> _Your goal_: Reproduce the passage of the Shy Carlos biography that begins with "Schirin Grace Sigrist (born" and runs through "The Barker (2017).".

> _Source excerpt_:
- Born: Schirin Grace Sigrist March 16, 1995 (age 30) Bern, Switzerland
- Occupations: Actress, VJ, singer
- Years active: 2008–present
- Agent: Viva Artists Agency (2008–present)

= Shy Carlos =

Filipino actress and model

Schirin Grace Sigrist (born March 16, 1995), known professionally as Shy Carlos, is a Filipino actress and singer. She is a former member of the all-female group called Pop Girls.

She gained wide recognition for her role as Jackie Reyes in the teen romance film based on the best-selling romantic novel of the same name Para sa Hopeless Romantic (2015) and its sequel Para sa Broken Hearted (2018). She also appeared in such films as Chain Mail (2015), Pagsanib Kay Leah Dela Cruz (2017) and The Barker (2017).

On television, she has played Gayle Fresnido in Bagets: Just Got Lucky (2011–2012), Maria Rosario Jonina "Joni" Quijano in Be Careful with My Heart (2014), Tasya / Princess Anastacia in Tasya Fantasya (2016), Alon in Bagani (2018) and various roles in Maalaala Mo Kaya and Ipaglaban Mo!.

[Entries drawn from a collection]
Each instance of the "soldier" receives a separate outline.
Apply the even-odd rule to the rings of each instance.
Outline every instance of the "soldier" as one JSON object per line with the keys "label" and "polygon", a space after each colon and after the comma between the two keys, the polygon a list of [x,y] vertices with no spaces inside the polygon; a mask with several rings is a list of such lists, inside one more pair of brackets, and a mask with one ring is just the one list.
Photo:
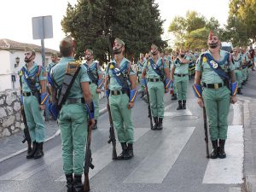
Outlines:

> _Finished answer_:
Schirin Grace Sigrist (born March 16, 1995), known professionally as Shy Carlos, is a Filipino actress and singer. She is a former member of the all-female group called Pop Girls.

She gained wide recognition for her role as Jackie Reyes in the teen romance film based on the best-selling romantic novel of the same name Para sa Hopeless Romantic (2015) and its sequel Para sa Broken Hearted (2018). She also appeared in such films as Chain Mail (2015), Pagsanib Kay Leah Dela Cruz (2017) and The Barker (2017).